= Brief 1 =
In the hurricane preparedness article, which dates did Gov. Charlie Baker set as Hurricane Preparedness Week?
= Brief 2 =
Name every Marion official whom the hurricane preparedness article mentions encouraging residents to take precautions, and give each one's title.
= Brief 3 =
Extend the hurricane preparedness article past its final sentence.

Marion offers hurricane preparedness tips
MARION — As part of Hurricane Preparedness Week, Town Administrator James McGrail, Fire Chief Brian Jackvony and Police Chief John Garcia are encouraging residents to take precautions in the event of a tropical storm or hurricane.
Gov. Charlie Baker set July 12 to 18 as Hurricane Preparedness Week. Even if severe weather doesn’t strike Massachusetts directly, the state may still feel a storm’s impact, through heavy flooding and destructive winds.
"Though Tropical Storm Fay had less of an impact on our area than the original forecast, it is a well-timed reminder of the precautions everyone should take to be prepared for a tropical storm or hurricane," Chief Garcia said. "There is not always much time to prepare for the effects of a storm, so it is important to have an emergency plan and build an emergency kit tailored to the specific needs of your family ahead of time."
The Atlantic Hurricane Season began on June 1 and will end on Nov. 30. Historically, hurricanes and tropical storms in August and September have had the greatest impact on New England communities. The National Oceanic and Atmospheric Administration is predicting between 13 and 19 storms this year, more than average. Between three and six of those storms are predicted to be major hurricanes.
The Massachusetts Emergency Management Agency is working closely with the Department of Public Health and the newly established Pandemic Disaster Mass Care Working Group to develop guidance for evacuations and mass care during COVID-19.
"In the midst of the COVID-19 pandemic, it is important to consider a few extra steps and materials as part of your preparation," Chief Jackvony said. "This includes ensuring face coverings, disinfectant and hand sanitizer are part of your emergency kits, and knowing whether a friend's or relative's house may be safer for you than a larger shelter, should you need to evacuate."
MEMA offers several safety tips for residents in the event of a hurricane or tropical storm:
- • Stay informed by signing up for emergency alerts.
- • Know your zone. Massachusetts has defined hurricane evacuation zones for areas of the state at risk for storm surge flooding. Even areas not directly along a coastline may be at risk for storm surge flooding during a tropical storm or hurricane.
• Develop a family emergency plan by establishing meeting locations, creating an emergency contact plan, planning how to evacuate and learning how to shelter in place. Practice your plan with your entire family, and make sure the plan accounts for individuals who have access needs, seniors, children and pets.
• Acquaint yourself with the emergency plans at places where your family spends considerable time, such as your workplace or your children’s school.
• Assemble an emergency kit. Be sure to include cleaning and disinfectant supplies that you can use on the go (tissues, hand sanitizer with 60% alcohol and disinfection wipes). Ensure that you have cloth face coverings, such as masks and scarves, for everyone in your household who can wear one safely.
• Those receiving medical treatment or home health services can work with a medical provider to learn how to maintain care in the event of a hurricane that requires evacuation.

(Collected data)
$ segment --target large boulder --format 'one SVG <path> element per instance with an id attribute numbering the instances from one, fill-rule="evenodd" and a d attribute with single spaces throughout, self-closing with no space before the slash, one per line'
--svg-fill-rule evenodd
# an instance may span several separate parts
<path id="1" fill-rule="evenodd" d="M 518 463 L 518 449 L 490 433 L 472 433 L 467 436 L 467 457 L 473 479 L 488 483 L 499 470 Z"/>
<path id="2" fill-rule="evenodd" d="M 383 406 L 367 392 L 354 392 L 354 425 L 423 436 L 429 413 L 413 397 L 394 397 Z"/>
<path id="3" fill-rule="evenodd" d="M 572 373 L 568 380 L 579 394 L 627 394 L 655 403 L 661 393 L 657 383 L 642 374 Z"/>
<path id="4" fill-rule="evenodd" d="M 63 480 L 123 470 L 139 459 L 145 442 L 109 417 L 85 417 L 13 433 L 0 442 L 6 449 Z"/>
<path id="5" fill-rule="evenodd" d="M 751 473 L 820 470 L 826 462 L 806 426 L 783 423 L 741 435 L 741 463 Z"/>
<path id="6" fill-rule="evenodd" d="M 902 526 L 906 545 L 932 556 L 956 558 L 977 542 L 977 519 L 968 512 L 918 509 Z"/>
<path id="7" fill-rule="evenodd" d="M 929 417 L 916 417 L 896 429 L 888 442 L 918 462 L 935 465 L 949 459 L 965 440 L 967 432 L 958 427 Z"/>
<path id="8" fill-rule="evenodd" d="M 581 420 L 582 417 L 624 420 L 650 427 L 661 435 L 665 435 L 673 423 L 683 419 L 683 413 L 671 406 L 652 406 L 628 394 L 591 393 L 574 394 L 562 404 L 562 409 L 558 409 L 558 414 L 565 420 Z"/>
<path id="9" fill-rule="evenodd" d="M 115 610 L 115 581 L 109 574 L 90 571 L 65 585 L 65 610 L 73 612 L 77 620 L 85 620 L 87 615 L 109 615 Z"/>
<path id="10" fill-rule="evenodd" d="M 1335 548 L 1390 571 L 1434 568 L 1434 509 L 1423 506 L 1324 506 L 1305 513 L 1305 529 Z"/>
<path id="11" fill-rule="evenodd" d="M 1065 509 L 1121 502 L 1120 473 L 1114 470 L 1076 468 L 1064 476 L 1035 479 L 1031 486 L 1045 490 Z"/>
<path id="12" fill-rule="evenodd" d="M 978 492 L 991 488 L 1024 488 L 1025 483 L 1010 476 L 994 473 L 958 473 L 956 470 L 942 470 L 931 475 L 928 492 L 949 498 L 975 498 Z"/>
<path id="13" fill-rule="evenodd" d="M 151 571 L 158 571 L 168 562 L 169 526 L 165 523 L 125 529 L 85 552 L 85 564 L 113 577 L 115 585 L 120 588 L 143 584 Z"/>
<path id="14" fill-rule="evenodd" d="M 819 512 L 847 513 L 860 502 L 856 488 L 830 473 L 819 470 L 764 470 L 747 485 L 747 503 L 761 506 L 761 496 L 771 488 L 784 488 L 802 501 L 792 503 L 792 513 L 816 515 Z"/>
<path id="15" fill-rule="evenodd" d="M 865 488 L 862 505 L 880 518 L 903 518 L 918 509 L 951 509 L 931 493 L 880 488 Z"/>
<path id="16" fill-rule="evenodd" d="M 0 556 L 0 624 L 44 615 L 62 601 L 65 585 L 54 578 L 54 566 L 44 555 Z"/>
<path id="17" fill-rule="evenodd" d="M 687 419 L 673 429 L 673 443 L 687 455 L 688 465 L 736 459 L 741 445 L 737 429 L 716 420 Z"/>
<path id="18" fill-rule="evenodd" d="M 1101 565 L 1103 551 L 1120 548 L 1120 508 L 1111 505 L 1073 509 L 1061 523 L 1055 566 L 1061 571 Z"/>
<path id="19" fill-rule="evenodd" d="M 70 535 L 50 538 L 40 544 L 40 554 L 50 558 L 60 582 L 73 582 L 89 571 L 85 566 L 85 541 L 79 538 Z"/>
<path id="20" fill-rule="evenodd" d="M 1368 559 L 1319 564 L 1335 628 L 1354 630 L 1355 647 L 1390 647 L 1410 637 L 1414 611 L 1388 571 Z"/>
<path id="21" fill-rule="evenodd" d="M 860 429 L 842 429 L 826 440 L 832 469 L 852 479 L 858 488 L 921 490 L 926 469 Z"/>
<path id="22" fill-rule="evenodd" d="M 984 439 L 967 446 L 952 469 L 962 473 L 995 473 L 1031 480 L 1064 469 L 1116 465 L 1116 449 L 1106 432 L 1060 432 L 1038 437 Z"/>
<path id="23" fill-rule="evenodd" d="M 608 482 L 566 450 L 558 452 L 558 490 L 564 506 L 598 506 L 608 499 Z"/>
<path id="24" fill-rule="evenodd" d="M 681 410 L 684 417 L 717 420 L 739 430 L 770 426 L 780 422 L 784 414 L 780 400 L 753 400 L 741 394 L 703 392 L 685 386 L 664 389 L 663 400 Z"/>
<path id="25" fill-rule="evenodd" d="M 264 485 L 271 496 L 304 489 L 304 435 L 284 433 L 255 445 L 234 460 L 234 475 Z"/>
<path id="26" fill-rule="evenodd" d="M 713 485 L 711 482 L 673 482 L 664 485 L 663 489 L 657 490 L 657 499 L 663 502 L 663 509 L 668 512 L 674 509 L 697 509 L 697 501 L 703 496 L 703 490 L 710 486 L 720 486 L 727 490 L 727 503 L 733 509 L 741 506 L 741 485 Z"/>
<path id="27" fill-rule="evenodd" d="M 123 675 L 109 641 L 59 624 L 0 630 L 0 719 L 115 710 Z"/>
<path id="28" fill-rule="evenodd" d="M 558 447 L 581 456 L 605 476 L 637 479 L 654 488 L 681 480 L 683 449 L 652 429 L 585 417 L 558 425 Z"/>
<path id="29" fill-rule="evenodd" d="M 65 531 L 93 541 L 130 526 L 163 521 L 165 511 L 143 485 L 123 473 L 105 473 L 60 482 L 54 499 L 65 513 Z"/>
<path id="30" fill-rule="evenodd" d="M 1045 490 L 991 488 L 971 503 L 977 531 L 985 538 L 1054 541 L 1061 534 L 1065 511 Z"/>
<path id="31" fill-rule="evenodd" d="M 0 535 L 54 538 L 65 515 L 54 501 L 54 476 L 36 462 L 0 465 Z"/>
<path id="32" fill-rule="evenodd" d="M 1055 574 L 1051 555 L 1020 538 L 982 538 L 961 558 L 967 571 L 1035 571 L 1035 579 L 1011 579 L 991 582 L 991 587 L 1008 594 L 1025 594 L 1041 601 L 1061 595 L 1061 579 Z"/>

= Task result 1 =
July 12 to 18

= Task result 2 =
- Town Administrator James McGrail
- Fire Chief Brian Jackvony
- Police Chief John Garcia

= Task result 3 =
• Consider purchasing a generator. If you do, be sure to familiarize yourself with the manufacturer’s instructions to use it safely. Never run a generator indoors, in a garage or with the exhaust facing the home or home air intakes.
• Take photos or videos of your possessions to create a record for insurance purposes.
• Prepare your home if a storm is coming by securing outdoor objects, clearing rain gutters, covering windows with shutters or plywood (do not use tape), turn off propane tanks that aren’t being used, elevate items in your basement in case of flooding, check your sump pump, unplug sensitive electronic equipment, clear nearby catch basins, park vehicles in areas that are unlikely to flood, and remove any boats from the water.
• Do not go out during a hurricane or tropical storm, if possible.
Lightning and flash flooding safety tips
- • Flash flooding and severe thunderstorms typically offer low predictability. Therefore, it’s very important to follow the latest weather updates.
• Be informed by receiving alerts, warnings, and public safety information before, during, and after emergencies.
• Stay indoors during a storm. If outdoors, seek shelter immediately. Stay inside until at least 30 minutes after you last hear thunder or see lightning.
• Avoid showering, bathing, washing dishes, or doing laundry. Plumbing and bathroom fixtures can conduct electricity.
• Consider unplugging sensitive electronic equipment before flooding occurs. But, do not touch electrical equipment if you are wet or standing in water.
If you must evacuate or are traveling during flooding, remember:
- • Do not walk through flowing water. Most drownings occur during flash floods. Six inches of swiftly moving water can knock you off of your feet.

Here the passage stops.